THE PROBLEM
Exact copies of all the lines below are needed, without the pictures.

Natural language region descriptions:
====

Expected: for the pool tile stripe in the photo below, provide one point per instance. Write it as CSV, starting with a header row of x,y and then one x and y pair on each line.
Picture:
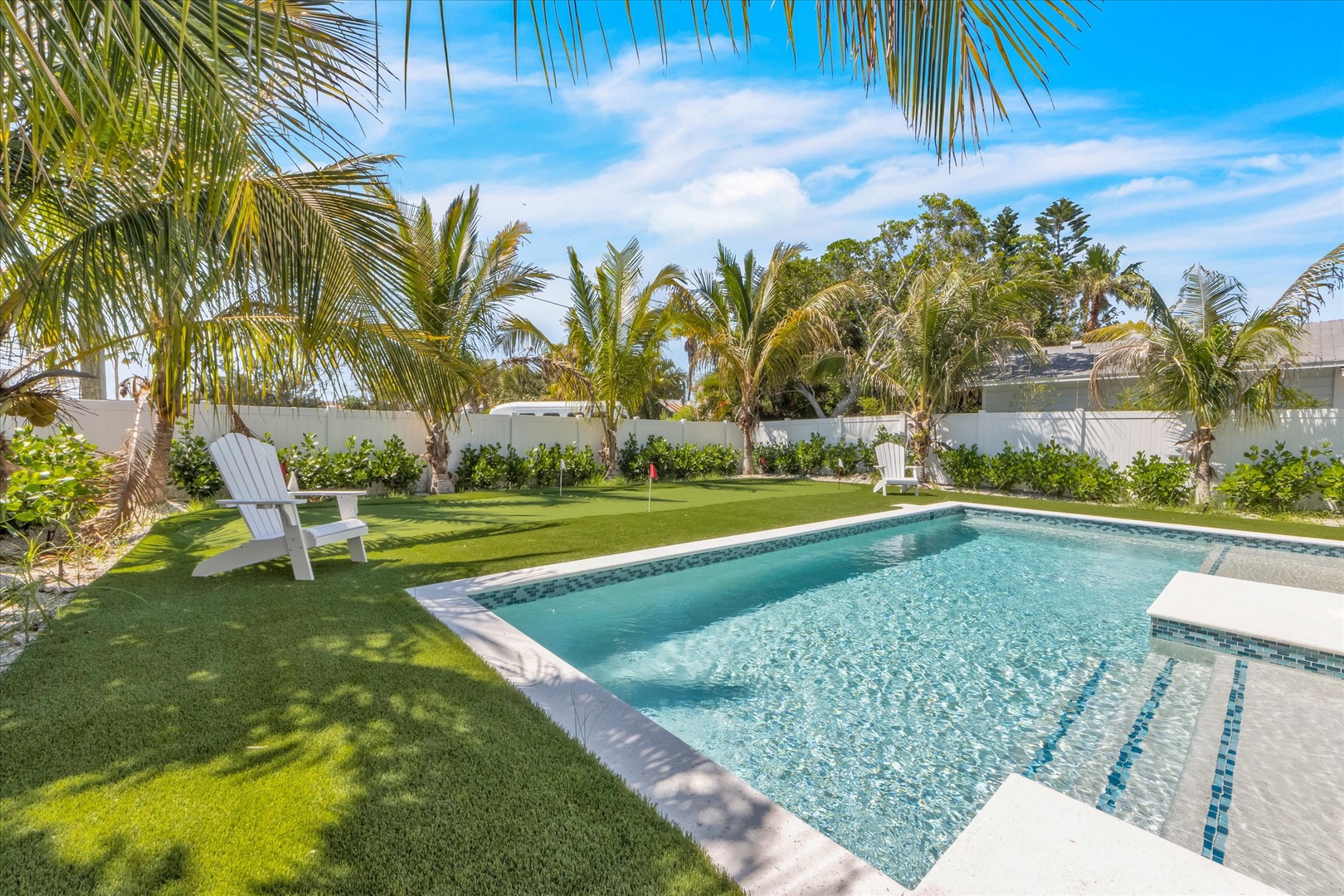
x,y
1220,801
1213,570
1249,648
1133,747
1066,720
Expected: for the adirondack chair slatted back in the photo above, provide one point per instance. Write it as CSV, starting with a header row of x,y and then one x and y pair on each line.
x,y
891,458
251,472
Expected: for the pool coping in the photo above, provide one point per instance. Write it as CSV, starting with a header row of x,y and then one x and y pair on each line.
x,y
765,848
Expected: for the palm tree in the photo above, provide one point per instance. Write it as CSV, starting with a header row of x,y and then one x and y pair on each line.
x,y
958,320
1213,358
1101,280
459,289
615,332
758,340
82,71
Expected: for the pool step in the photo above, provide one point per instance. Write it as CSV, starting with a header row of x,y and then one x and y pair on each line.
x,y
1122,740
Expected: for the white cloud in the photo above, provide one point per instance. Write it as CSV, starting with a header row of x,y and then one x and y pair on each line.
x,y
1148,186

====

SOLUTION TO THE PROBLEM
Expected: for the pool tile stripe in the photo below, provide one point per instance. Write it as CSV, starting with a header row of x,y and then one x and y pair on each line.
Picture:
x,y
1220,801
1213,570
1249,648
1133,747
1066,720
Expected: for the adirondack chair slatted back in the photo above, provide one point per instance. Write it as CSV, starting with a header row of x,y and then one x and y pair on each line.
x,y
891,458
251,472
Expected: for the pool coping in the photo above, provide one point per instance. Write it as CSV, starting with a header row of x,y and then one x and y pair on each line.
x,y
765,848
Expected: for the palm tree in the photo above, provide one point per instance. Write it as CSV, starting with a header row of x,y and then one x and y pair on each line.
x,y
958,320
1213,358
1101,280
459,289
615,332
758,340
82,71
Expected: for the pool step in the photo above, provide one point per instance. Write it as CSV, starting with a header row of x,y and then one x and y pair on each line.
x,y
1122,740
Expected: for the white cloud in the photo above, provide one point per instance. Write it as CSV, starting with a header row of x,y and then one x and y pair on each line.
x,y
1148,186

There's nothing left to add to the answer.